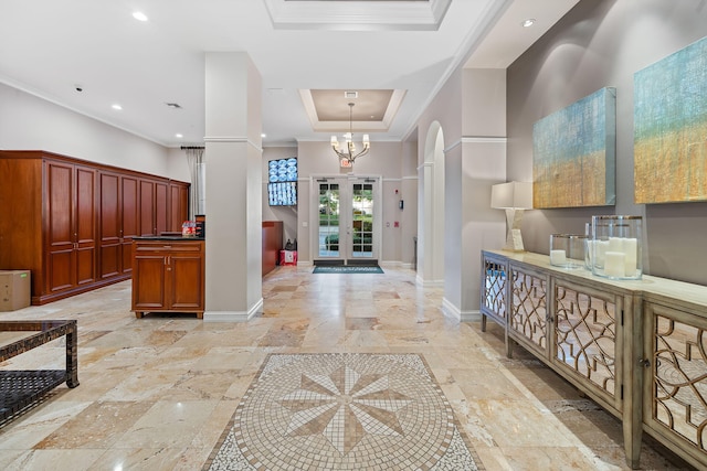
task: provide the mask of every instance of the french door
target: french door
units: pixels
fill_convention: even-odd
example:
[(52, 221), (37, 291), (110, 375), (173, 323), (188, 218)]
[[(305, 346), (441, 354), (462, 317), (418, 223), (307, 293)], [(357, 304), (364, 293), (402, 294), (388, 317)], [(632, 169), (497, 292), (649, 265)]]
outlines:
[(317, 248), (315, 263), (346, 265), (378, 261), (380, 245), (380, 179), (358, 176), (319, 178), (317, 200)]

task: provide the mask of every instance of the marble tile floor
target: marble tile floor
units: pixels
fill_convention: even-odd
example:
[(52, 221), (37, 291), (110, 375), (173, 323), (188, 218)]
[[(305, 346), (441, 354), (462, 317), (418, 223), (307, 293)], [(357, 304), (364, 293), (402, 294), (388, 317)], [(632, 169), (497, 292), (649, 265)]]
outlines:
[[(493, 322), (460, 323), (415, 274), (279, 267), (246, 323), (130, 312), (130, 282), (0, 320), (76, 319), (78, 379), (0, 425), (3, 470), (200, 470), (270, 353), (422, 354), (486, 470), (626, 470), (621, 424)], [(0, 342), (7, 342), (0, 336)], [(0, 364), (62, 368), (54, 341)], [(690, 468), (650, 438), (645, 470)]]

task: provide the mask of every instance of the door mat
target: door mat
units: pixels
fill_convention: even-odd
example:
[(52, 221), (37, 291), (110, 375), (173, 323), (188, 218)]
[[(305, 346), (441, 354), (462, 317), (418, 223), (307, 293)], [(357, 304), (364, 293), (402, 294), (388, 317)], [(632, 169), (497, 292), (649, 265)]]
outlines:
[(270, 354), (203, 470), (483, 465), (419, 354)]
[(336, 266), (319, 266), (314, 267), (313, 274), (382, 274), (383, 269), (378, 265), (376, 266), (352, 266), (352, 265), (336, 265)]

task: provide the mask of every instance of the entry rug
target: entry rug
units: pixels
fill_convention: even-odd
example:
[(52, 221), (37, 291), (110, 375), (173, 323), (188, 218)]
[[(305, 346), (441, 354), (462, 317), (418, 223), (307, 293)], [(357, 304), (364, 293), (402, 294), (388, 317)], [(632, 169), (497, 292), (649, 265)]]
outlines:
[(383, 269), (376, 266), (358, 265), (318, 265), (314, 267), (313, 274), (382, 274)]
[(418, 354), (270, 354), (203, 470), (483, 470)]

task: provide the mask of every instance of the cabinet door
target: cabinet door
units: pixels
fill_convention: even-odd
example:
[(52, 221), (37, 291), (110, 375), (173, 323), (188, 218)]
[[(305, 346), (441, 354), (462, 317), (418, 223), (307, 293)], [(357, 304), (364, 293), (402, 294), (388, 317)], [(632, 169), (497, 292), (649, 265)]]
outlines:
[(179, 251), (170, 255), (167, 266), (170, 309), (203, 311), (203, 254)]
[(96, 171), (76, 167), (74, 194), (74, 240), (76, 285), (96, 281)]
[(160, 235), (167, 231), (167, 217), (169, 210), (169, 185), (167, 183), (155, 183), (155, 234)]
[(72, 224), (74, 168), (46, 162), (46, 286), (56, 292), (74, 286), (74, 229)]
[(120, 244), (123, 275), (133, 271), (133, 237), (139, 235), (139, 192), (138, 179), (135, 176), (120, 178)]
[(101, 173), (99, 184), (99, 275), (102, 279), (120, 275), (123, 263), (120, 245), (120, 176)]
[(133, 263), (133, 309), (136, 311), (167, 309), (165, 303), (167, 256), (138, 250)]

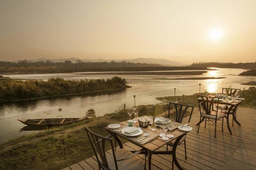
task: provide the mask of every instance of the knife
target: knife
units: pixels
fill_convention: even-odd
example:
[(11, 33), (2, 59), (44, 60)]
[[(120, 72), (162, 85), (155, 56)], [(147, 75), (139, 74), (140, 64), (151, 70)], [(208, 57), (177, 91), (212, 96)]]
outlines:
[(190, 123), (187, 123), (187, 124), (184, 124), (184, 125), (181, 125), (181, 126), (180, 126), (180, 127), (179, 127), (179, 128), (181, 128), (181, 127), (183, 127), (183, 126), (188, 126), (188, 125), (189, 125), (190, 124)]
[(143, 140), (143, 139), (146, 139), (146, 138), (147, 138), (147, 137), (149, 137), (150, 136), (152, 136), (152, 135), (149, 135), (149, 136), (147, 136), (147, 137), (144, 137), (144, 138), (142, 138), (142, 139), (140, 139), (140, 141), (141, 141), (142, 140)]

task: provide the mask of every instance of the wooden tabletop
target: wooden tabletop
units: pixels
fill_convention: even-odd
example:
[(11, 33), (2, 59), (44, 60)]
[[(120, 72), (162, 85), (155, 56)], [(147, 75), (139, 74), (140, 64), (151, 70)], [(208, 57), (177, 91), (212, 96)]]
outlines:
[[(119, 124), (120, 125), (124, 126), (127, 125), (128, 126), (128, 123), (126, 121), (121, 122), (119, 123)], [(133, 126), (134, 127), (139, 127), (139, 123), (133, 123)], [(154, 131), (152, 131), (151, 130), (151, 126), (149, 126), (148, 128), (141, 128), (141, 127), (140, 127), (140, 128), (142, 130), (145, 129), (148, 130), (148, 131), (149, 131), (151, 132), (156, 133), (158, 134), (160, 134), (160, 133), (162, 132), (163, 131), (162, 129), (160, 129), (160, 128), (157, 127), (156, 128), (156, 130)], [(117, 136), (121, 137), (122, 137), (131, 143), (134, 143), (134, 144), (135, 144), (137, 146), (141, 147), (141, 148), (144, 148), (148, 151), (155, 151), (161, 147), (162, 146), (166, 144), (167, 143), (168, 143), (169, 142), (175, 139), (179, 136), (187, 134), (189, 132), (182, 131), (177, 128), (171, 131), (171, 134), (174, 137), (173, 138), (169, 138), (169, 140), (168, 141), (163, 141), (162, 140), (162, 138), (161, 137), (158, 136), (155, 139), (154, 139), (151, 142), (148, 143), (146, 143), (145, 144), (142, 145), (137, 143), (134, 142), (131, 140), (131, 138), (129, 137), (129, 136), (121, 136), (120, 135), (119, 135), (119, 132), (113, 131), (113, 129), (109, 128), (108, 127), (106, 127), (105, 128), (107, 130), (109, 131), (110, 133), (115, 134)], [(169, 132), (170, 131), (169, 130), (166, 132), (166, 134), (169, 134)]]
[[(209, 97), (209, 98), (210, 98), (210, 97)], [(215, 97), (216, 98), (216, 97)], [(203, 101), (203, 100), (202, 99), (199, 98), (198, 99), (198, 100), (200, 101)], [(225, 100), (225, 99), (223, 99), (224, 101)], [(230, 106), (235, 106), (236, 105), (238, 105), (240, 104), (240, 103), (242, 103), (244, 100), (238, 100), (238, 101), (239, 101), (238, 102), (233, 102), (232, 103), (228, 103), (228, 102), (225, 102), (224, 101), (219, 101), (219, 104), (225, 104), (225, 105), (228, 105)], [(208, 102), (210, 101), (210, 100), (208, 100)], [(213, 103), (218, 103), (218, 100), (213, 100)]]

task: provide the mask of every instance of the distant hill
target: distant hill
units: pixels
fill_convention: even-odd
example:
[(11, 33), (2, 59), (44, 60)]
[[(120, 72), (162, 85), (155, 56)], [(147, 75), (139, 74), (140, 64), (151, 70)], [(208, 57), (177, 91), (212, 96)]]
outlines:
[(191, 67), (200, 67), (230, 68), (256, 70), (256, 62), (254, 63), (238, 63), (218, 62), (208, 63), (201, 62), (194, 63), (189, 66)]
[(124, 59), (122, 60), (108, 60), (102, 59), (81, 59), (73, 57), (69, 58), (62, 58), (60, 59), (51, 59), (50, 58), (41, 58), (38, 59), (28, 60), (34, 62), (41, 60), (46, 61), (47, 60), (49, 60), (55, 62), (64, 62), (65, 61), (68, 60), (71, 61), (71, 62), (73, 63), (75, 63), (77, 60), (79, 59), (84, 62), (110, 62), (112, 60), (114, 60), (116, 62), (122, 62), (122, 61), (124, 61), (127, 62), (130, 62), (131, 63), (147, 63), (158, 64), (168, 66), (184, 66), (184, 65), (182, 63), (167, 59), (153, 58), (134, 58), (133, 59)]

================================

### GOAL
Transcribe everything from the start of the records down to and including the line that contains "[(418, 354), (270, 354), (203, 470), (483, 470)]", leaving the pictures out of your answer.

### WRITTEN REPLY
task: provide the mask of every instance of the french door
target: french door
units: pixels
fill_convention: even-odd
example:
[(52, 221), (37, 291), (110, 375), (173, 323), (188, 218)]
[[(305, 346), (441, 354), (462, 317), (418, 223), (307, 293)], [(357, 304), (364, 293), (402, 294), (388, 317)], [(632, 169), (497, 292), (649, 265)]]
outlines:
[(317, 248), (315, 263), (346, 265), (378, 261), (380, 245), (380, 179), (358, 176), (319, 178), (317, 200)]

task: provide the mask of every instance of the marble tile floor
target: marble tile floor
units: pixels
fill_convention: even-odd
example:
[(52, 221), (37, 291), (110, 375), (173, 323), (188, 218)]
[[(305, 346), (441, 354), (462, 317), (418, 223), (307, 293)], [(357, 304), (364, 293), (402, 294), (388, 317)], [(632, 169), (497, 292), (649, 265)]]
outlines:
[[(493, 322), (460, 323), (415, 274), (279, 267), (246, 323), (130, 312), (130, 282), (0, 320), (76, 319), (78, 379), (0, 425), (3, 470), (200, 470), (270, 353), (422, 354), (486, 470), (626, 470), (621, 424)], [(0, 342), (7, 342), (0, 336)], [(0, 364), (62, 368), (54, 341)], [(690, 468), (650, 438), (645, 470)]]

task: provide the mask of every instance of the door mat
target: door mat
units: pixels
fill_convention: even-odd
example:
[(52, 221), (37, 291), (110, 375), (173, 323), (188, 218)]
[[(305, 346), (441, 354), (462, 317), (418, 223), (307, 293)], [(357, 304), (364, 293), (402, 294), (388, 317)], [(632, 169), (497, 292), (649, 265)]]
outlines:
[(270, 354), (203, 470), (483, 465), (419, 354)]
[(336, 266), (319, 266), (314, 267), (313, 274), (382, 274), (383, 269), (378, 265), (376, 266), (352, 266), (352, 265), (336, 265)]

task: provide the mask of every instance of the entry rug
target: entry rug
units: pixels
fill_convention: even-odd
example:
[(52, 221), (37, 291), (110, 375), (173, 323), (188, 218)]
[[(305, 346), (441, 354), (462, 317), (418, 223), (307, 293)], [(357, 304), (364, 293), (402, 294), (388, 317)], [(632, 169), (497, 292), (649, 265)]]
outlines:
[(383, 269), (376, 266), (358, 265), (318, 265), (314, 267), (313, 274), (382, 274)]
[(418, 354), (270, 354), (203, 470), (483, 470)]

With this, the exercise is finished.